[Excerpts of location labeling rows]
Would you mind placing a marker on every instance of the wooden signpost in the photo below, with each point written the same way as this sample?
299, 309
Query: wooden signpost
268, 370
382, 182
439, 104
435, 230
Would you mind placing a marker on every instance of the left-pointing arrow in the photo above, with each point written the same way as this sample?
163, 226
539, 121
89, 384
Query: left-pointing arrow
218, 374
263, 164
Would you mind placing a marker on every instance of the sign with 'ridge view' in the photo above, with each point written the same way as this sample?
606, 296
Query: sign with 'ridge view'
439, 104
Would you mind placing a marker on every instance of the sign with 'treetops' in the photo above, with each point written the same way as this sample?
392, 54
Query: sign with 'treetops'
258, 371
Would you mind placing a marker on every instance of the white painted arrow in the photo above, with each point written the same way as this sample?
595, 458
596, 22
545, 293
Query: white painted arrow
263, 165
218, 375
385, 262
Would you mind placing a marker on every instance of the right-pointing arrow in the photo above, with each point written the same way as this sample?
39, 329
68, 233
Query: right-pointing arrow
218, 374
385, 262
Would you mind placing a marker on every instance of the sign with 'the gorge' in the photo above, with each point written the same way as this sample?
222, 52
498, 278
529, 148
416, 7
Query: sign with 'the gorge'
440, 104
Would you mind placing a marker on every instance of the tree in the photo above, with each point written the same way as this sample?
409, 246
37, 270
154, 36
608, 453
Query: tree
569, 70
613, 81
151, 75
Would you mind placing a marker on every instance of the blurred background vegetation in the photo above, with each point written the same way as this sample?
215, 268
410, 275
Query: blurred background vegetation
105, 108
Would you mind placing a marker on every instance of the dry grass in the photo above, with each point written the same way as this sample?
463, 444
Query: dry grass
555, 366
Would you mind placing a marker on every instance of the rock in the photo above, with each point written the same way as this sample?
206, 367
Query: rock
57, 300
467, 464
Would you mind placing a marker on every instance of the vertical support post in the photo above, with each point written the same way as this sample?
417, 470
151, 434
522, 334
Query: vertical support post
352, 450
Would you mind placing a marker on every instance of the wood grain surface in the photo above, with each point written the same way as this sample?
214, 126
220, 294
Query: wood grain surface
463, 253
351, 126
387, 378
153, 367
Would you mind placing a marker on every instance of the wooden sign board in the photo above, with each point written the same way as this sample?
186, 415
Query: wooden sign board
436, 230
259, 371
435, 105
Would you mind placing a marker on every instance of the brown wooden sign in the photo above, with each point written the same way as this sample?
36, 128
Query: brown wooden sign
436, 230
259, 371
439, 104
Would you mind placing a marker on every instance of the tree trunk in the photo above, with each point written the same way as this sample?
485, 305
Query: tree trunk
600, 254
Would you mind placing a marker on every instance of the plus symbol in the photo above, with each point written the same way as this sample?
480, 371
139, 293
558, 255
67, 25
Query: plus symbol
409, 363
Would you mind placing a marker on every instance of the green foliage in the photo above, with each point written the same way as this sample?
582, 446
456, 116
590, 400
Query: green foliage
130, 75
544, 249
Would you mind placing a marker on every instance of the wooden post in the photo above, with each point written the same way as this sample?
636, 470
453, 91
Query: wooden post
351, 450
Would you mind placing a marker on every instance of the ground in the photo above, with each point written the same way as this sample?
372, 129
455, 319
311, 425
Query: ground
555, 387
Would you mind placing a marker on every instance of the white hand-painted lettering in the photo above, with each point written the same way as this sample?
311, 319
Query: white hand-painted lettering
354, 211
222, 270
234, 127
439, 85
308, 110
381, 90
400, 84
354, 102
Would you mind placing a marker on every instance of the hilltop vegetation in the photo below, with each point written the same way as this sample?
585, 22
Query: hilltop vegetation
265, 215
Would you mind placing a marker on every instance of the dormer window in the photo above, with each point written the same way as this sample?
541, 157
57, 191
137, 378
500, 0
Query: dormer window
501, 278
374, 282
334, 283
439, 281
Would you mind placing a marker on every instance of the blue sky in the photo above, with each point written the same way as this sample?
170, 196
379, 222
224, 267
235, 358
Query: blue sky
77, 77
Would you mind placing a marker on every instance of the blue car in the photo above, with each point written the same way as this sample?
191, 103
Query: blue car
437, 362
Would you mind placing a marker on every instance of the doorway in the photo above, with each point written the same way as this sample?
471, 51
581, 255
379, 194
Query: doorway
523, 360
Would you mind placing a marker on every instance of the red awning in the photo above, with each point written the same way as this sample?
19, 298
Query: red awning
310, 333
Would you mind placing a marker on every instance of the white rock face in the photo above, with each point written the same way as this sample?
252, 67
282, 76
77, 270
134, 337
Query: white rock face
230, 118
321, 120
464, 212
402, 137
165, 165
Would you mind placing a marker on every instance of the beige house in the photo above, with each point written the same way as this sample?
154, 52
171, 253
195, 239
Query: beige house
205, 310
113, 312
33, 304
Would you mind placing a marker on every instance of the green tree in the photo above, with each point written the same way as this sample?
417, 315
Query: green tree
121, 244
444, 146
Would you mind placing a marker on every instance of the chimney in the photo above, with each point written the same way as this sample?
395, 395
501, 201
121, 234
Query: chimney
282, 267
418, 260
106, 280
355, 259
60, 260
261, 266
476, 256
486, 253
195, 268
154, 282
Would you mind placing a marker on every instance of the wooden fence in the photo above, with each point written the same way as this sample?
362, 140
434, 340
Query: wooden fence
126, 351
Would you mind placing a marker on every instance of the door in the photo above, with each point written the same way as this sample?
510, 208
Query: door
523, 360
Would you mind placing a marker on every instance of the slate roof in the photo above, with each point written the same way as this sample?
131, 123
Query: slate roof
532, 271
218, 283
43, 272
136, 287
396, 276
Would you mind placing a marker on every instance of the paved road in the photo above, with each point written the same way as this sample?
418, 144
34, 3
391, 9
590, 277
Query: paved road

SET PROBLEM:
Turn the lines of the rows, from the line with "the green tree" up to and including the final line, into a Markdown table with the columns No. and Text. Number each line and leave out any blank lines.

EXPECTED OUTPUT:
| No. | Text |
|---|---|
| 1 | Would you mind placing a marker on every instance of the green tree in the photo above, with each point written the same way as this sample? |
| 2 | 417, 315 |
| 3 | Query: green tree |
| 4 | 121, 244 |
| 5 | 444, 146 |
| 6 | Would you mind placing a marker on every instance of the chimney in the photo above, with each point written the same way as this sample? |
| 7 | 395, 395 |
| 8 | 501, 201 |
| 9 | 121, 234 |
| 10 | Query: chimney |
| 11 | 282, 267 |
| 12 | 418, 260 |
| 13 | 106, 280 |
| 14 | 355, 259 |
| 15 | 60, 260 |
| 16 | 261, 266 |
| 17 | 476, 256 |
| 18 | 486, 253 |
| 19 | 195, 268 |
| 20 | 154, 282 |
| 21 | Would you mind placing a marker on every instance of the wooden fence in the photo above, with each point written the same way as this sample? |
| 22 | 362, 140 |
| 23 | 434, 340 |
| 24 | Query: wooden fence |
| 25 | 126, 351 |
| 26 | Would you mind placing a marker on every instance of the door in the photo above, with each point written the same way as this sample? |
| 27 | 510, 208 |
| 28 | Query: door |
| 29 | 523, 360 |
| 30 | Would you mind placing a marker on every instance of the slate roof in the photo above, with each point written the same way as this sample? |
| 31 | 131, 123 |
| 32 | Query: slate roof |
| 33 | 532, 271 |
| 34 | 218, 283 |
| 35 | 43, 272 |
| 36 | 136, 287 |
| 37 | 396, 276 |
| 38 | Would you mind placing a marker on every instance of the paved road in the photo above, with each point written the same way as this sample? |
| 39 | 418, 144 |
| 40 | 34, 3 |
| 41 | 391, 9 |
| 42 | 590, 277 |
| 43 | Query: paved road |